## Exercice court 1
D'après le texte sur la guerre entre Israël et l'Iran, à quelle date les frappes israéliennes contre les installations nucléaires iraniennes ont-elles commencé ?
## Exercice court 2
Reproduisez le passage du texte sur la guerre entre Israël et l'Iran, de « by Farah N. » à « décennies à venir. ».

## Extrait du document
○ ○ ○

Iran-Israël : la guerre « au seuil nucléaire » a redéfini les règles de l'escalade nucléaire

Drapeaux d'Israël et d'Iran sur la carte du Moyen-Orient. Photo haute qualité.

Image Source : Shutterstock

by Farah N. Jan

First Published in: Jun.16,2025

Jun.23, 2025

Le conflit entre Israël et l'Iran est bien plus qu'une nouvelle crise au Moyen-Orient : il marque l'émergence d'un nouveau chapitre dangereux dans les rivalités nucléaires, susceptible de redéfinir les risques de prolifération mondiale pour les décennies à venir.

 

 

Ce qui a commencé, le 13 juin 2025, par des frappes israéliennes contre des installations nucléaires iraniennes et d'autres cibles s'est désormais transformé en ce que j'appelle, en tant qu'experte en sécurité nucléaire, le premier exemple à grande échelle au monde de ce que l'on pourrait appeler une « guerre au seuil nucléaire » : une nouvelle forme terrifiante de conflit dans laquelle une puissance nucléaire cherche à utiliser la force pour empêcher un ennemi sur le point d’acquérir l'arme nucléaire de franchir le pas. Alors que les missiles continuent de pleuvoir sur Téhéran et Tel-Aviv – faisant des centaines de morts en Iran et au moins 24 en Israël –, la communauté internationale assiste en temps réel à l'effondrement des cadres traditionnels de dissuasion.

 

 

Contrairement aux rivalités nucléaires traditionnelles où les deux parties possèdent des arsenaux déclarés – comme l'Inde et le Pakistan, qui, malgré leurs tensions, opèrent dans un cadre de dissuasion mutuelle –, cette nouvelle dynamique de seuil crée une spirale d'escalade intrinsèquement instable. L'Iran est de plus en plus convaincu qu'il ne peut dissuader l'agression israélienne sans armes nucléaires, mais chaque pas vers leur acquisition invite à des frappes israéliennes plus agressives. Israël, pour sa part, ne peut éliminer de façon définitive les connaissances nucléaires de l'Iran par le biais de moyens militaires – il ne peut que les retarder par des moyens qui semblent garantir la détermination future de l'Iran à acquérir l'arme de dissuasion ultime.

○ ○ ○

## Données brutes
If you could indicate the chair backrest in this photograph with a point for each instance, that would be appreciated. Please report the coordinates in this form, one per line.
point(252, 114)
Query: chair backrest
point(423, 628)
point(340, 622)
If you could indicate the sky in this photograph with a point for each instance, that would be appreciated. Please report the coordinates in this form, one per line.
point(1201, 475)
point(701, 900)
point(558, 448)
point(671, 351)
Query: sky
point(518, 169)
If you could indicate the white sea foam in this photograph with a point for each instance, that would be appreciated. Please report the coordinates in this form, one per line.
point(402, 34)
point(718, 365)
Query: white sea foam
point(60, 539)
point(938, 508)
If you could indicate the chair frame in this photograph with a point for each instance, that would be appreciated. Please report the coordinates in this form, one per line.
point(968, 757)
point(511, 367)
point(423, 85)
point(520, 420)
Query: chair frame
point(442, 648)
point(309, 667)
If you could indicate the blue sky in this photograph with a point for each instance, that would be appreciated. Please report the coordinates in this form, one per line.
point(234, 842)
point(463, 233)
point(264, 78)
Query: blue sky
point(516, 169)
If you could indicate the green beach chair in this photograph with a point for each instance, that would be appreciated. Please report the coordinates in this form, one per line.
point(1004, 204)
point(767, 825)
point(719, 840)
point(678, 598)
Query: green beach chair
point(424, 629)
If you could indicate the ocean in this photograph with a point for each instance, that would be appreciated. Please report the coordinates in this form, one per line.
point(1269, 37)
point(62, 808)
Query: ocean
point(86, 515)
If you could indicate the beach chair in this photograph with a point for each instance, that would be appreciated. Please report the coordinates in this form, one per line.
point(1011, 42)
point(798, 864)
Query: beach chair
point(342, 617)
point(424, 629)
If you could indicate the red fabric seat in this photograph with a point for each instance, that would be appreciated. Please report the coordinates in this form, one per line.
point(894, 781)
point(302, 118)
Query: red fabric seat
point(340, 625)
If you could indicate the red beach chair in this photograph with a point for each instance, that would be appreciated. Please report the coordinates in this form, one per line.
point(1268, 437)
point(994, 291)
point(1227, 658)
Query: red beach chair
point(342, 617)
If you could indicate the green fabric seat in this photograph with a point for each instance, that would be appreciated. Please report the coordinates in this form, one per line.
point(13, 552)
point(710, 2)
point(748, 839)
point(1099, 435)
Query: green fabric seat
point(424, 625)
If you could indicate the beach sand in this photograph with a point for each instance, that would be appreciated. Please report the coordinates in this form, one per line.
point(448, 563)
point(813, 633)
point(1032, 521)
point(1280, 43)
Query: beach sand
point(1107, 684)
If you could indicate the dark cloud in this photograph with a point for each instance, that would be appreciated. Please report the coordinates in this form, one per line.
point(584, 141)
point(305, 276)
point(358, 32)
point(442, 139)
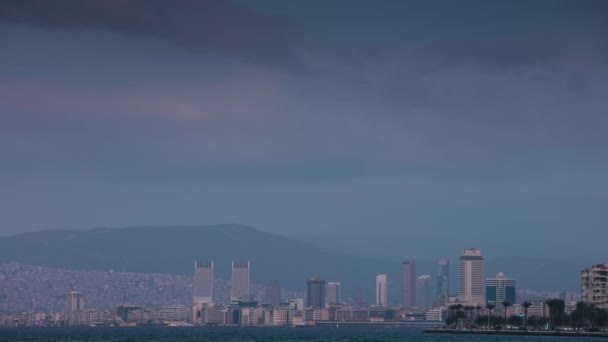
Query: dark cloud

○ ○ ○

## Réponse attendue 1
Le 13 juin 2025.

## Réponse attendue 2
by Farah N. Jan

First Published in: Jun.16,2025

Jun.23, 2025

Le conflit entre Israël et l'Iran est bien plus qu'une nouvelle crise au Moyen-Orient : il marque l'émergence d'un nouveau chapitre dangereux dans les rivalités nucléaires, susceptible de redéfinir les risques de prolifération mondiale pour les décennies à venir.